■ Description of the task
Write the entries out again. Every character must match.

■ Stored data entries
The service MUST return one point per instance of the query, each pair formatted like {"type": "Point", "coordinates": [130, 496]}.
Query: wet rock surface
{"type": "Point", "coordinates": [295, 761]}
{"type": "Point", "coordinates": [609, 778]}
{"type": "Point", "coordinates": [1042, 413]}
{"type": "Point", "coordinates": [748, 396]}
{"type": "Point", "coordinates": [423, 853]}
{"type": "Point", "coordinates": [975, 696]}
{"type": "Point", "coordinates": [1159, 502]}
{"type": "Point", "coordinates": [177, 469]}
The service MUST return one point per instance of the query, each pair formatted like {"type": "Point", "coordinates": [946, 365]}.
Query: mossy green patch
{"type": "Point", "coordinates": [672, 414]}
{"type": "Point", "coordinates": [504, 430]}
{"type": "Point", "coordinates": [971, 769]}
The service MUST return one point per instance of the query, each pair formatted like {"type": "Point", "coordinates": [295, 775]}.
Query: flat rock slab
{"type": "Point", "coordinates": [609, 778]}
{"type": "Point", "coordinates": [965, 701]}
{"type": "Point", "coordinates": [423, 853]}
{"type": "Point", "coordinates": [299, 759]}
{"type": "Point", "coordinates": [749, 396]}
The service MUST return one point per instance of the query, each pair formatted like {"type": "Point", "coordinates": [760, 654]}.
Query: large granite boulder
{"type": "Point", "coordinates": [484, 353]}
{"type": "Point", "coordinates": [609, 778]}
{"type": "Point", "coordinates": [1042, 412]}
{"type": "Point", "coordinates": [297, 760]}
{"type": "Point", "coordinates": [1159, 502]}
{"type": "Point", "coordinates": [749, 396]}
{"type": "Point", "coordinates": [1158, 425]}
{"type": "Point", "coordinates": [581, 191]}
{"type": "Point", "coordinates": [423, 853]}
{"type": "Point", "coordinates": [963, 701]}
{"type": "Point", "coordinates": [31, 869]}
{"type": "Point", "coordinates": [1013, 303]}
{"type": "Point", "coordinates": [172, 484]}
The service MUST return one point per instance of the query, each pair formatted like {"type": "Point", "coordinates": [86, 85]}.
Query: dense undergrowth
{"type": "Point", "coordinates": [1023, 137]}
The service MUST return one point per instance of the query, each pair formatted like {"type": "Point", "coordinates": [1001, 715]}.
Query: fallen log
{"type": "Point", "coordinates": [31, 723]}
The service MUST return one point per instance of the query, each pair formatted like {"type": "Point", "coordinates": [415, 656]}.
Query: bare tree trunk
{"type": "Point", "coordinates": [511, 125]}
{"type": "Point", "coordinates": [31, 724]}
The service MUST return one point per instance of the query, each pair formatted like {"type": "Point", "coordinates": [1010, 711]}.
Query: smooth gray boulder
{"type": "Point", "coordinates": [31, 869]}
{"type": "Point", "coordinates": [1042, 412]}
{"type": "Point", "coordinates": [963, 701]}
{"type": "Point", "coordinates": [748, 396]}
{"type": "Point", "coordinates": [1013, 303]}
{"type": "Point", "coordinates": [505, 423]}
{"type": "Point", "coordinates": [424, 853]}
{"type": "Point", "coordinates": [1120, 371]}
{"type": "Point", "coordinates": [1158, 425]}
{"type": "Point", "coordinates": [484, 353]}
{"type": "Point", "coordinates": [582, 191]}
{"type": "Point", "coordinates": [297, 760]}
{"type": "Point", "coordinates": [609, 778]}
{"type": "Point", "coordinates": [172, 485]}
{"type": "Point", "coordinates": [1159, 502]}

■ The answer
The service MUST return one point per instance of the query, each pair formatted like {"type": "Point", "coordinates": [130, 496]}.
Query: wet rock surface
{"type": "Point", "coordinates": [295, 761]}
{"type": "Point", "coordinates": [609, 778]}
{"type": "Point", "coordinates": [1042, 413]}
{"type": "Point", "coordinates": [748, 396]}
{"type": "Point", "coordinates": [423, 853]}
{"type": "Point", "coordinates": [975, 696]}
{"type": "Point", "coordinates": [1159, 502]}
{"type": "Point", "coordinates": [177, 469]}
The service MUST return one point per instance of the query, each pair formatted like {"type": "Point", "coordinates": [946, 365]}.
Query: mossy green patch
{"type": "Point", "coordinates": [672, 414]}
{"type": "Point", "coordinates": [504, 430]}
{"type": "Point", "coordinates": [971, 769]}
The service MUST return one point per instance of the query, each pair formatted like {"type": "Point", "coordinates": [295, 775]}.
Query: flat rock slab
{"type": "Point", "coordinates": [609, 778]}
{"type": "Point", "coordinates": [965, 701]}
{"type": "Point", "coordinates": [423, 853]}
{"type": "Point", "coordinates": [299, 759]}
{"type": "Point", "coordinates": [749, 396]}
The service MUST return one point per instance of the query, each pair formatted like {"type": "Point", "coordinates": [760, 654]}.
Query: large granite boulder
{"type": "Point", "coordinates": [484, 353]}
{"type": "Point", "coordinates": [609, 778]}
{"type": "Point", "coordinates": [1042, 412]}
{"type": "Point", "coordinates": [297, 760]}
{"type": "Point", "coordinates": [1159, 502]}
{"type": "Point", "coordinates": [749, 396]}
{"type": "Point", "coordinates": [1158, 425]}
{"type": "Point", "coordinates": [581, 191]}
{"type": "Point", "coordinates": [423, 853]}
{"type": "Point", "coordinates": [963, 701]}
{"type": "Point", "coordinates": [31, 869]}
{"type": "Point", "coordinates": [1013, 303]}
{"type": "Point", "coordinates": [172, 484]}
The service MUST return one point per instance of the query, each pair formatted like {"type": "Point", "coordinates": [86, 85]}.
Query: dense undergrowth
{"type": "Point", "coordinates": [1023, 137]}
The service MUST return one point per instance of the query, each pair formatted like {"type": "Point", "coordinates": [1001, 715]}.
Query: fallen log
{"type": "Point", "coordinates": [31, 723]}
The service MUST return one point per instance of the query, each pair formatted like {"type": "Point", "coordinates": [415, 656]}.
Query: bare tree trunk
{"type": "Point", "coordinates": [511, 125]}
{"type": "Point", "coordinates": [31, 724]}
The service MUST return one point per instance of the query, each pair formatted like {"type": "Point", "coordinates": [1010, 711]}.
Query: smooth gray boulder
{"type": "Point", "coordinates": [31, 869]}
{"type": "Point", "coordinates": [1042, 412]}
{"type": "Point", "coordinates": [963, 701]}
{"type": "Point", "coordinates": [748, 396]}
{"type": "Point", "coordinates": [1013, 303]}
{"type": "Point", "coordinates": [505, 423]}
{"type": "Point", "coordinates": [424, 853]}
{"type": "Point", "coordinates": [1120, 371]}
{"type": "Point", "coordinates": [1158, 425]}
{"type": "Point", "coordinates": [484, 353]}
{"type": "Point", "coordinates": [582, 191]}
{"type": "Point", "coordinates": [297, 760]}
{"type": "Point", "coordinates": [609, 778]}
{"type": "Point", "coordinates": [172, 485]}
{"type": "Point", "coordinates": [1159, 502]}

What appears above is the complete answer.